Items listed in a dataset
- - - - - - -

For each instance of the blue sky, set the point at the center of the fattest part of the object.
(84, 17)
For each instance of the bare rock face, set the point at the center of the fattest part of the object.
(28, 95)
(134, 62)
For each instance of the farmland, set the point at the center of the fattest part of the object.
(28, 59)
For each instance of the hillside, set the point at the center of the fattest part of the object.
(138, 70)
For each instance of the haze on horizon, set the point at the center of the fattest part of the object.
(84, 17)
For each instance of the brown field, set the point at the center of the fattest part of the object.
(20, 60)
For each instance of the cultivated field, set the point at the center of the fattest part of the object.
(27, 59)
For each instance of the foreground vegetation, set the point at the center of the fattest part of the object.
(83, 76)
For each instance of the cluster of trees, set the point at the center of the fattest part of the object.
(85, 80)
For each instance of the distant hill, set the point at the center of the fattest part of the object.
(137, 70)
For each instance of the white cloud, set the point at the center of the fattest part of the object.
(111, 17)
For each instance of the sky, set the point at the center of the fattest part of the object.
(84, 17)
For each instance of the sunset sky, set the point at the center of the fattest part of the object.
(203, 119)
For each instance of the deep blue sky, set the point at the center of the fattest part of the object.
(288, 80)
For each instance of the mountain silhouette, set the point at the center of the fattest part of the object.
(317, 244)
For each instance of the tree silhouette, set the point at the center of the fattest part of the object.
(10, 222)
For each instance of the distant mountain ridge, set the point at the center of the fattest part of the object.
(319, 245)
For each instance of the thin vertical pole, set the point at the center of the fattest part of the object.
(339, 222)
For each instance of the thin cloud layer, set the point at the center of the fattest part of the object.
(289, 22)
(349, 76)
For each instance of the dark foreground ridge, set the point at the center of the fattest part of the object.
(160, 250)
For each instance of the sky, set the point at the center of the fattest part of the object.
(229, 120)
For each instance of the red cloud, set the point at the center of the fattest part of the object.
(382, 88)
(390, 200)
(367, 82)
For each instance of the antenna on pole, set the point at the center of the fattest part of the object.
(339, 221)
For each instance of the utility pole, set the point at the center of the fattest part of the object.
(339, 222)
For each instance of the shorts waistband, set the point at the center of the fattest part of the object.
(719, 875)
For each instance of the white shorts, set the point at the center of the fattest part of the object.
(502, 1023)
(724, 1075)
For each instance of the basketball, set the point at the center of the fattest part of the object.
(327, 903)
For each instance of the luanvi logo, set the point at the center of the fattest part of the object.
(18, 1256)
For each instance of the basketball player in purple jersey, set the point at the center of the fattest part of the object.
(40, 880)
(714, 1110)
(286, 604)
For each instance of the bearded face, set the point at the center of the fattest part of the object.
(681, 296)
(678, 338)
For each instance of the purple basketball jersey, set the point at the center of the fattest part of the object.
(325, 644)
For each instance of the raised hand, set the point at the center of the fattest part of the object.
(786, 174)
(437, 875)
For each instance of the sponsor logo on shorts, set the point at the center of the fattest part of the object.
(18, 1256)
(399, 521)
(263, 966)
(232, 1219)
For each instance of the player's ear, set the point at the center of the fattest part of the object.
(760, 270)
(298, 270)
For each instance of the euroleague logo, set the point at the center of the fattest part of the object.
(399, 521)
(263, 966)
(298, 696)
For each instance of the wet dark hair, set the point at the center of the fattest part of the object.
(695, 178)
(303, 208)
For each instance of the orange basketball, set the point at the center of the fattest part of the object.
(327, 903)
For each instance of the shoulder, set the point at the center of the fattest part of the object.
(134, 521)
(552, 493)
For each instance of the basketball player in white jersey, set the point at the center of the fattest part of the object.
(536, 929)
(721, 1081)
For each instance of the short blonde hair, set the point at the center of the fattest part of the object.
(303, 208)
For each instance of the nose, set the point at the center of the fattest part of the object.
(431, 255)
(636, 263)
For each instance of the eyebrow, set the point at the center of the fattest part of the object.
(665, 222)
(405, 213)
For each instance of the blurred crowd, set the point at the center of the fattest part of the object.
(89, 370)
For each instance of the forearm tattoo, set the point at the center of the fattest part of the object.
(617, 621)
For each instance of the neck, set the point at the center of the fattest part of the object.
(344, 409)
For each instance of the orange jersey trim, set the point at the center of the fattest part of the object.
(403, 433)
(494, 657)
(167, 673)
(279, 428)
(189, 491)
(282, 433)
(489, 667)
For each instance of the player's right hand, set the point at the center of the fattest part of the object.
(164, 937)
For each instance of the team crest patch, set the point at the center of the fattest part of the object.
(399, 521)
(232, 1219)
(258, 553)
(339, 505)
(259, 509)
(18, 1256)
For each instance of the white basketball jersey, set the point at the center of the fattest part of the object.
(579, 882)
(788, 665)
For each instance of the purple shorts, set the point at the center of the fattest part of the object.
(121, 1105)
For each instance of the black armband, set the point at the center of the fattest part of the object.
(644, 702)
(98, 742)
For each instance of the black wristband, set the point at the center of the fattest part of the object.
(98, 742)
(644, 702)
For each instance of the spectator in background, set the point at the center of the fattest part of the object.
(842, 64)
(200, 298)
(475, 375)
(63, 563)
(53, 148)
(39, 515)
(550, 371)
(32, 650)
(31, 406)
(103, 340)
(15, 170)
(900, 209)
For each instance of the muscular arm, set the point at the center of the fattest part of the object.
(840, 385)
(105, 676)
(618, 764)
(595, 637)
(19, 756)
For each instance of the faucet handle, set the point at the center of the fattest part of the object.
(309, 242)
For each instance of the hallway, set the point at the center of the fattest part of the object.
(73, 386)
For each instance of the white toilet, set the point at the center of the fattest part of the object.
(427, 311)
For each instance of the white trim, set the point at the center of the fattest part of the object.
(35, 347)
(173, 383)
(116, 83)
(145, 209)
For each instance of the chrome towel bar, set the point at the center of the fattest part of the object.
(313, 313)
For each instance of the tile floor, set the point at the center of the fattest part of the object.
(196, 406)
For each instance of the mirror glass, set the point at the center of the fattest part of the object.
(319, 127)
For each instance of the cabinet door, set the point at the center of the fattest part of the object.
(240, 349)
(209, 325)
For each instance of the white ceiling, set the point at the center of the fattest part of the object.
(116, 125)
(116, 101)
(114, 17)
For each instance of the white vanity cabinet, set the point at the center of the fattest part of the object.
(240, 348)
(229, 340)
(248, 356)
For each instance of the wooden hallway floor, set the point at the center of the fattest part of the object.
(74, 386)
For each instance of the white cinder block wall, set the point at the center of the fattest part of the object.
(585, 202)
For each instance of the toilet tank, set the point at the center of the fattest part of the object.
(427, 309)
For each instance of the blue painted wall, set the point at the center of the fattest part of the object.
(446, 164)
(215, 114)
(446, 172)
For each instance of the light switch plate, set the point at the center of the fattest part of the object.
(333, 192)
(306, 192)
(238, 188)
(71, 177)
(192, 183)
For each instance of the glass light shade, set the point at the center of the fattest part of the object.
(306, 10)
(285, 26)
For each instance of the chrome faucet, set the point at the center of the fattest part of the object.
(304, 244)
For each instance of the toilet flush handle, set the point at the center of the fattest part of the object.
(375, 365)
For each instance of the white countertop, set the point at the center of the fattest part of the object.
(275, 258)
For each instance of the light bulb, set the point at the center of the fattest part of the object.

- - - - - - -

→ **DIRECTIONS**
Extract every line above exactly as it stands.

→ **RESPONSE TO THIS TASK**
For each instance of the blue sky, set the point at the center of the fattest part of the object.
(84, 17)
For each instance of the bare rock face, set the point at the center of the fattest part of the object.
(28, 95)
(134, 62)
For each instance of the farmland, set the point at the center of the fattest part of the object.
(28, 59)
For each instance of the hillside, set the point at the center of the fattest part of the object.
(138, 70)
For each instance of the haze on horizon, set the point at the center of the fattest part of the object.
(84, 17)
For each instance of the brown field, set the point at the center of the fattest part of the object.
(20, 60)
For each instance of the cultivated field, set the point at the center of the fattest part of the object.
(27, 59)
For each instance of the foreground vegetation, set the point at the center of the fattest part of the object.
(83, 76)
For each instance of the cluster of trees, set the point at the center of the fattest part of the object.
(85, 80)
For each instance of the distant hill, set the point at the center of the fattest part of the object.
(137, 70)
For each instance of the white cloud, set the point at the center of the fattest part of the object.
(111, 17)
For each instance of the sky, set the point at the center of the fattest part of the object.
(84, 17)
For each instance of the sunset sky, set the point at the center of the fattest part of the object.
(203, 119)
For each instance of the deep blue sky, set the point at the center of the fattest part of the object.
(288, 80)
For each instance of the mountain silhouette, set the point at the center of the fattest part of the object.
(317, 244)
For each instance of the tree silhouette, set the point at the center of the fattest part of the object.
(10, 222)
For each instance of the distant mountain ridge, set the point at the center of the fattest part of the object.
(319, 245)
For each instance of the thin vertical pole, set the point at the center of the fattest part of the object.
(339, 222)
For each instance of the thin cloud layer, set the point at the center of the fattest part of the object.
(289, 22)
(349, 76)
For each instance of the dark foreground ridge, set the point at the center of the fattest part of the object.
(160, 250)
For each instance of the sky, set the point at the center of the fattest part of the object.
(229, 120)
For each instance of the red cloud, set the point at the center of the fattest part of the object.
(382, 88)
(390, 200)
(367, 82)
For each instance of the antenna on pole, set the point at the center of the fattest part of the object.
(339, 221)
For each instance of the utility pole, set the point at the center of the fattest part of the object.
(339, 222)
For each instance of the shorts waistband, set the point at the center of the fattest part of the object.
(719, 875)
For each instance of the white shorts, set the point at the center of the fattest part of the object.
(502, 1023)
(724, 1075)
For each instance of the basketball, set the point at the center of the fattest part of the object.
(327, 903)
For each instance of the luanvi logo, set the point at the center of the fattest part of the object.
(18, 1256)
For each instance of the basketball player in purple jersey, set the point at the center of the fattest part of the object.
(40, 880)
(714, 1110)
(286, 604)
For each instance of the bearded face, set the point at the center of the fattest part of the object.
(681, 296)
(678, 338)
For each instance of the purple basketball jersey, set the point at the center of the fattest part of the object.
(325, 644)
For each instance of the raised hand, set the point at the center of the fattest part of the object.
(786, 174)
(437, 875)
For each instance of the sponsor logo on shorts, set the point at the center of the fattest part of the object.
(18, 1256)
(399, 521)
(263, 966)
(232, 1219)
For each instance of the player's ear, set the point at the center of the fattest part of the object.
(760, 270)
(298, 270)
For each instance of the euroleague logo, set the point at the center of the fattest part of the object.
(399, 521)
(263, 966)
(298, 696)
For each instance of the wet dark hair, set the point at the center of the fattest part of the object.
(695, 178)
(303, 208)
For each instance of the orange basketball, set the point at the center of the fattest part of the object.
(327, 903)
For each instance of the shoulder, set the point at the center of the fattest part of the object.
(134, 521)
(552, 493)
For each instance of the basketball player in white jersey, set the point at the center of the fattest part of the object.
(536, 929)
(721, 1081)
For each instance of the short blonde hair, set the point at the center of the fattest part of the object.
(303, 208)
For each instance of the nose, set the point at the center of the fattest part of the object.
(431, 255)
(636, 263)
For each instance of the eyebrow, set the point at the center of the fattest part of the object.
(665, 222)
(405, 213)
For each instance of the blurred crowd, set the point at the center of the fattest part of the object.
(89, 370)
For each instance of the forearm tattoo, set the point at the center of the fattest part of the object.
(617, 621)
For each instance of the neck, set the point at the center of the fattest part of the object.
(344, 409)
For each instance of the orange jersey trim, set the point at the center of the fattest part of the object.
(403, 433)
(494, 657)
(167, 673)
(279, 428)
(189, 491)
(282, 433)
(489, 667)
For each instance of the player's right hand, set the point at the center of the fattest part of the object.
(164, 937)
For each instance of the team crest patch, set the point at the center of the fattest part of the object.
(399, 521)
(232, 1219)
(258, 553)
(339, 505)
(259, 509)
(18, 1256)
For each instance of the white basketball jersey, set the point at the center of the fattest part of the object.
(579, 882)
(788, 665)
For each instance of the purple shorts, set the point at the center of the fattest part of the object.
(121, 1105)
For each instance of the black armband, set the point at the center of the fattest part of the object.
(644, 702)
(98, 742)
For each instance of the black wristband, set the point at the center of the fattest part of the object.
(98, 742)
(644, 702)
For each instance of the spectator in background, set the point at the center of the fattest part of the object.
(842, 64)
(200, 298)
(475, 375)
(63, 563)
(53, 148)
(39, 515)
(550, 371)
(32, 650)
(31, 406)
(103, 340)
(15, 170)
(900, 209)
For each instance of the muscular arm, set the point at the center of the fattest part of the object.
(840, 385)
(105, 676)
(618, 764)
(595, 637)
(19, 756)
For each instance of the faucet handle, set the point at the center of the fattest part of the object.
(309, 242)
For each instance of the hallway, set the point at the center of the fattest part of the object.
(73, 386)
For each instance of the white toilet, set the point at the center of the fattest part of the object.
(427, 311)
For each instance of the white trim, set the point at the center of the fattest part of the object.
(35, 347)
(173, 383)
(116, 83)
(145, 209)
For each instance of the chrome towel bar, set the point at the center of the fattest part of the object.
(313, 313)
For each instance of the tile floor, set the point at the center of the fattest part of the object.
(196, 406)
For each instance of the mirror glass, set the point at the center of the fattest part of the object.
(319, 127)
For each instance of the cabinet door, set the point at the center of the fattest part of the object.
(240, 349)
(209, 325)
For each instance of the white ceiling, set the point at the center of the fattest part of the object.
(116, 125)
(116, 101)
(114, 17)
For each instance of the white vanity cabinet, set the point at the center of the fattest part of the object.
(240, 348)
(229, 340)
(248, 356)
For each instance of the wooden hallway floor, set the point at the center of the fattest part of the object.
(74, 386)
For each instance of the white cinder block wall, set the point at the center of the fattest part of the object.
(585, 202)
For each instance of the toilet tank, set the point at the center of the fattest part of the object.
(427, 309)
For each instance of the blue painted wall, set the point at the center of the fattest part of the object.
(446, 164)
(215, 114)
(446, 172)
For each instance of the light switch plate, set the point at the center of the fattest part of the object.
(333, 192)
(306, 192)
(238, 188)
(71, 177)
(192, 183)
For each instance of the glass light shade, set the point at the center of the fattest part of the object.
(306, 10)
(285, 26)
For each instance of the chrome faucet, set the point at the center of the fattest part of the object.
(304, 244)
For each instance of the toilet flush handle, set the point at the center of the fattest part of the object.
(375, 365)
For each instance of the white countertop, set the point at the center of the fattest part of the object.
(275, 258)
For each instance of the light bulb, set the point at the center of the fattest part of the object.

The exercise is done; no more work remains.